State v. Hutton

Citation279 P.3d 240,250 Or.App. 105
Decision Date16 May 2012
Docket Number096061,A142745.
PartiesSTATE of Oregon, Plaintiff–Respondent, v. Dennis Brian HUTTON, Defendant–Appellant.
CourtCourt of Appeals of Oregon

250 Or.App. 105
279 P.3d 240

STATE of Oregon, Plaintiff–Respondent,
v.
Dennis Brian HUTTON, Defendant–Appellant.

096061, A142745.

Court of Appeals of Oregon.

Submitted on June 28, 2011.
Decided May 16, 2012.



Peter Gartlan, Chief Defender, and Jedediah Peterson, Deputy Public Defender, filed the brief for appellant.

John R. Kroger, Attorney General, Mary H. Williams, Solicitor General, and Karla H. Ferrall, Assistant Attorney General, filed the brief for respondent.


Before SCHUMAN, Presiding Judge, and WOLLHEIM, Judge, and NAKAMOTO, Judge.

NAKAMOTO, J.

[250 Or.App. 107]The victim, defendant's former girlfriend, reported to police that defendant hit her in the mouth and burned her with a cigarette during an argument in a trailer. Defendant was then charged with two counts of fourth-degree assault and two counts of harassment. Before trial, the state sought a ruling on the admissibility of evidence that defendant had given the victim a “fat lip” during a previous argument in the trailer. Over defendant's objection, the court ruled that the victim could testify about that prior assault, which she did, and defendant was convicted of fourth-degree assault and harassment. He now appeals, arguing that the trial court's ruling on the motion in limine was error, and that evidence of his prior bad act was inadmissible under OEC 404(3). We affirm.1

On Valentine's Day in February 2009, defendant and the victim, Feinstein, were “hanging out together” and drinking alcohol in a trailer. Defendant and Feinstein had been in a romantic relationship in the past but, as of that night, were not “officially together.”

From there, their stories diverge. According to Feinstein, they fell asleep in the bedroom of the trailer. She awoke a short time later to use the bathroom and get something to drink. When she returned to the bedroom, defendant was sitting in the bed and smoking a cigarette. They proceeded to argue about the trailer and other “touchy” subjects. Defendant became angry and hit her in the mouth. She took a step back, and defendant reached out, put his cigarette on her chest, and used it to push her back. Feinstein then went to the living room of the trailer, and defendant stayed in the bedroom until he left approximately an hour and a half later. The following day, her lip was swollen and sore, and she felt a burning sensation on her chest. She called the police and reported that defendant had injured her. Defendant was charged with two counts of fourth-degree assault (one count for striking Feinstein [250 Or.App. 108]and another for burning her) and

[279 P.3d 241]

two counts of harassment (again, one count for striking Feinstein and another for burning her), and he proceeded to trial on those charges.

During his opening statement, defendant's counsel advanced a different version of the events, arguing that no assault or harassment had occurred. He stated, “My client did not strike Miss Feinstein, he did not put out a cigarette on her, and that's what we're going to prove here at the end of the day.” Defendant's theory, which he later testified in support of, was that he left the trailer around 10:30 p.m. and returned to find Feinstein passed out drunk on the floor, at which point she told him that she had burned herself.

[Extracted data entries]
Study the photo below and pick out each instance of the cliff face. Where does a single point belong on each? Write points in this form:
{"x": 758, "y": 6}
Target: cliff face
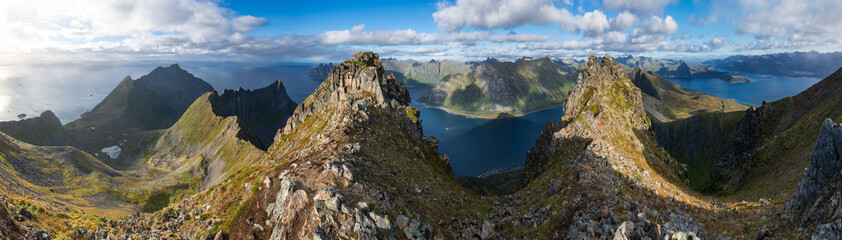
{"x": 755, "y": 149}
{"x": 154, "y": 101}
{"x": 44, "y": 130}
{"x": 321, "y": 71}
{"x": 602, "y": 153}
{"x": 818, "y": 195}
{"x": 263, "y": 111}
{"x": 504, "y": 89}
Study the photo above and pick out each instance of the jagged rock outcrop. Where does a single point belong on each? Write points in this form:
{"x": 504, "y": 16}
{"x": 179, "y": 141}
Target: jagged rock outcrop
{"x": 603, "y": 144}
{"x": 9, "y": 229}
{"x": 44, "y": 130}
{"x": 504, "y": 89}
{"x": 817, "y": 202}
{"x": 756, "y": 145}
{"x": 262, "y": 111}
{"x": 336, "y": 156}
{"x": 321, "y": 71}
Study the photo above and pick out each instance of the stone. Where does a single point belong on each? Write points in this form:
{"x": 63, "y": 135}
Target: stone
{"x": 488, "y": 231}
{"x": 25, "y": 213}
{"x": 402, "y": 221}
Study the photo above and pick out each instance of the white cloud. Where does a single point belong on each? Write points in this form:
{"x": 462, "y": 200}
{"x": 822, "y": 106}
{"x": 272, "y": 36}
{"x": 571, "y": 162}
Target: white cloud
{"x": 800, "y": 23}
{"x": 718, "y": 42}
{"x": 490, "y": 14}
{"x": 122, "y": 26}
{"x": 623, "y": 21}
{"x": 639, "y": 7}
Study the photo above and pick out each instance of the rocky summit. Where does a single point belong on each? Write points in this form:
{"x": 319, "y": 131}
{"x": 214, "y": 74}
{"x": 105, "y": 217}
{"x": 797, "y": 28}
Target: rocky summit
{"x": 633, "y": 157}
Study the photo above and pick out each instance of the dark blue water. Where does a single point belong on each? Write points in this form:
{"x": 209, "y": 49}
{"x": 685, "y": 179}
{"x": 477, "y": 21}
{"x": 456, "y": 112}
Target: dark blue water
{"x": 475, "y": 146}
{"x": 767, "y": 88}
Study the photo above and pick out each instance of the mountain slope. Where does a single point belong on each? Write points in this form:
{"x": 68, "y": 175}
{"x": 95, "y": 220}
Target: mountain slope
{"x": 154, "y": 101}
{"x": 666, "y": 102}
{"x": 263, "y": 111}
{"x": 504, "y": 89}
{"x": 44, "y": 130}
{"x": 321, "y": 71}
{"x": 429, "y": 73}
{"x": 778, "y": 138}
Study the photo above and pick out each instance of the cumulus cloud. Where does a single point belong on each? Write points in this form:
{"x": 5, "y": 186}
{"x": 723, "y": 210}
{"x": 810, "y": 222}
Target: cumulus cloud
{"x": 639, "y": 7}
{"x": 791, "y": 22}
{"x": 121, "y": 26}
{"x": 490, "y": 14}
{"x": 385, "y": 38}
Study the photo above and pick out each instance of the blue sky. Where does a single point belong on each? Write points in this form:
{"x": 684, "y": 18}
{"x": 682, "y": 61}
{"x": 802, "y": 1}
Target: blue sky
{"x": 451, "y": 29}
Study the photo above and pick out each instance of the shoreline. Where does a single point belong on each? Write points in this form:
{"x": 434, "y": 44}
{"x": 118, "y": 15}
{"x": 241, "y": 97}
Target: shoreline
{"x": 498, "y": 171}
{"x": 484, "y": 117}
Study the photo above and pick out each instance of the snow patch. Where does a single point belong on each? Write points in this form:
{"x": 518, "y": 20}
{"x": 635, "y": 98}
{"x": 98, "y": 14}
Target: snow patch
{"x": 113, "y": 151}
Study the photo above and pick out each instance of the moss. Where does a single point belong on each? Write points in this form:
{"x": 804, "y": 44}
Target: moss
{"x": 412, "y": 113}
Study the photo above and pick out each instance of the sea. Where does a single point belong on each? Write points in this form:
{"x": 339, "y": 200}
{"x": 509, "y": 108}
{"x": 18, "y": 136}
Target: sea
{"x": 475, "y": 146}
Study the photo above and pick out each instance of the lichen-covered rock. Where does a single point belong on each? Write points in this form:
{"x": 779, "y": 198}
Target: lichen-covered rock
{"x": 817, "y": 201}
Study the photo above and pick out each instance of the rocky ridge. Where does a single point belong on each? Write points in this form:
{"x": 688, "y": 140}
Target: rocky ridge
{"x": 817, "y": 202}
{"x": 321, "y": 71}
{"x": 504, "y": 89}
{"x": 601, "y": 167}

> Your tasks
(A) Using the opinion above, explain why the defendant was charged with two counts of fourth-degree assault rather than one.
(B) Transcribe the part of the opinion that begins at the words "[279 P.3d 241]" and ends after "had burned herself.".

> Exercise results
(A) Each count covered a separate act: one was for striking Feinstein and the other was for burning her. The two harassment counts were divided the same way.

(B)
[279 P.3d 241]

two counts of harassment (again, one count for striking Feinstein and another for burning her), and he proceeded to trial on those charges.

During his opening statement, defendant's counsel advanced a different version of the events, arguing that no assault or harassment had occurred. He stated, “My client did not strike Miss Feinstein, he did not put out a cigarette on her, and that's what we're going to prove here at the end of the day.” Defendant's theory, which he later testified in support of, was that he left the trailer around 10:30 p.m. and returned to find Feinstein passed out drunk on the floor, at which point she told him that she had burned herself.